===== EXTRACTED MATERIAL =====

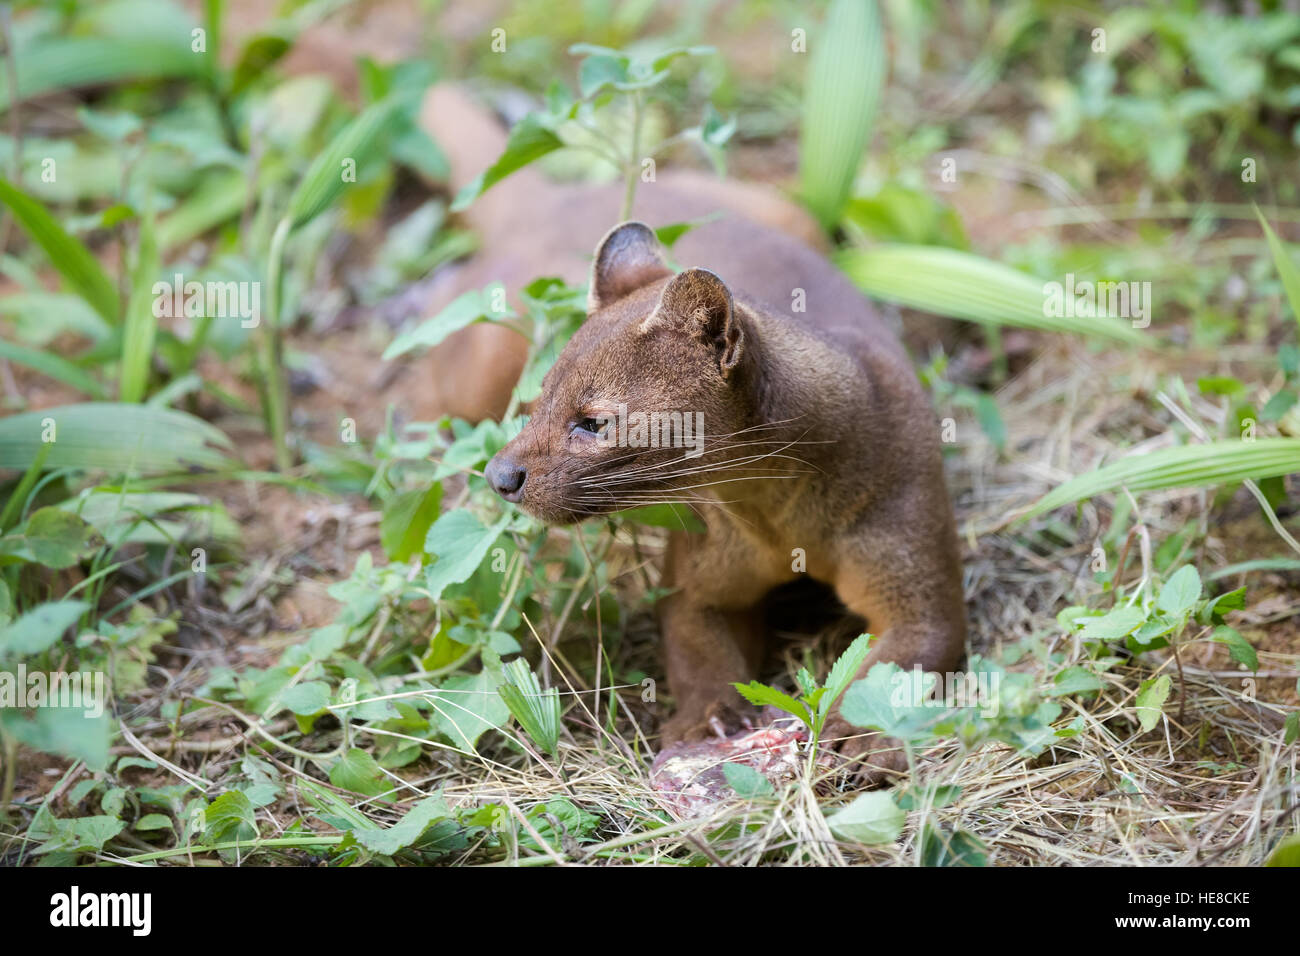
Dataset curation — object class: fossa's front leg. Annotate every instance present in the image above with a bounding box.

=====
===== EXTRACTED MATERIAL =====

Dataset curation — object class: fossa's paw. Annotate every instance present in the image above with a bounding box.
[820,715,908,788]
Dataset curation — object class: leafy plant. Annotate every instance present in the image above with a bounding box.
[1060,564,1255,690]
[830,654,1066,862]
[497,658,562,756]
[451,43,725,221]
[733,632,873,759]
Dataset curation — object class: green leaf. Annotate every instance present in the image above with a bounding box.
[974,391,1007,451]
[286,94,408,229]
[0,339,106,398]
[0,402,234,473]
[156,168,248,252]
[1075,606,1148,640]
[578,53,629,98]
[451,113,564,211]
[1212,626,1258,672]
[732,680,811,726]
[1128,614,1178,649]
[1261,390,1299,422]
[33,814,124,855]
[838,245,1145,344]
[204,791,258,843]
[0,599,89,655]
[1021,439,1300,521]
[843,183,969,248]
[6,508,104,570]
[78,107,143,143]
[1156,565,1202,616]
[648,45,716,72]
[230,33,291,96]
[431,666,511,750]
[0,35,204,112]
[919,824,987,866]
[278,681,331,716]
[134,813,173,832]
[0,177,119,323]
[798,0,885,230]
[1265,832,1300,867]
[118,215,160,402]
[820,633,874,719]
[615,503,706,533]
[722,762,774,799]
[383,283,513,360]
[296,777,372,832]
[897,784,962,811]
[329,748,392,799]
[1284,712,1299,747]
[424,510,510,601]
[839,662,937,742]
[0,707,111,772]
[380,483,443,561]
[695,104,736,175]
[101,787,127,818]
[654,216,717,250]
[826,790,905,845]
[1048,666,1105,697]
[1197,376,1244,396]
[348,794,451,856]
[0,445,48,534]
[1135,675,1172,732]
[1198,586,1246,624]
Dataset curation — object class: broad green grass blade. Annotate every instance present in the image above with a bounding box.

=====

* [WORK INSTRUCTION]: Retype the portion of the data above that starts on the line with "Dataset curation — object class: green" and finishes on the line with "Dataset curation — object class: broad", including both of those lines.

* [YOUR RESPONSE]:
Dataset curation — object class: green leaf. Annotate every instance present in the image above with a bounding box.
[974,391,1007,451]
[286,94,408,229]
[0,339,106,398]
[0,402,234,473]
[156,168,248,252]
[1075,606,1148,640]
[578,53,629,98]
[451,113,564,211]
[1212,626,1258,672]
[732,680,811,726]
[1128,614,1178,649]
[1261,390,1299,422]
[33,814,124,855]
[838,245,1145,344]
[204,791,258,843]
[0,599,89,655]
[1021,439,1300,521]
[843,183,969,248]
[6,508,104,570]
[78,107,143,143]
[1156,565,1202,616]
[648,45,716,72]
[230,33,291,96]
[431,666,511,750]
[0,35,204,112]
[919,824,987,866]
[278,681,331,716]
[134,813,173,832]
[0,177,119,323]
[798,0,885,230]
[1265,832,1300,867]
[118,215,160,402]
[820,633,874,719]
[615,503,706,533]
[722,762,774,799]
[383,283,513,360]
[296,777,372,832]
[897,784,962,811]
[329,748,392,799]
[1284,712,1299,747]
[424,510,510,601]
[839,662,937,742]
[0,707,111,772]
[380,483,443,561]
[695,104,736,175]
[101,787,127,818]
[654,216,717,250]
[826,790,905,845]
[1048,666,1105,697]
[1197,376,1244,396]
[348,794,451,856]
[0,445,48,534]
[1135,675,1172,732]
[1198,586,1246,624]
Dataset curation — object class: broad green grass blade. Annotate every instance present in the image above with a bounding box.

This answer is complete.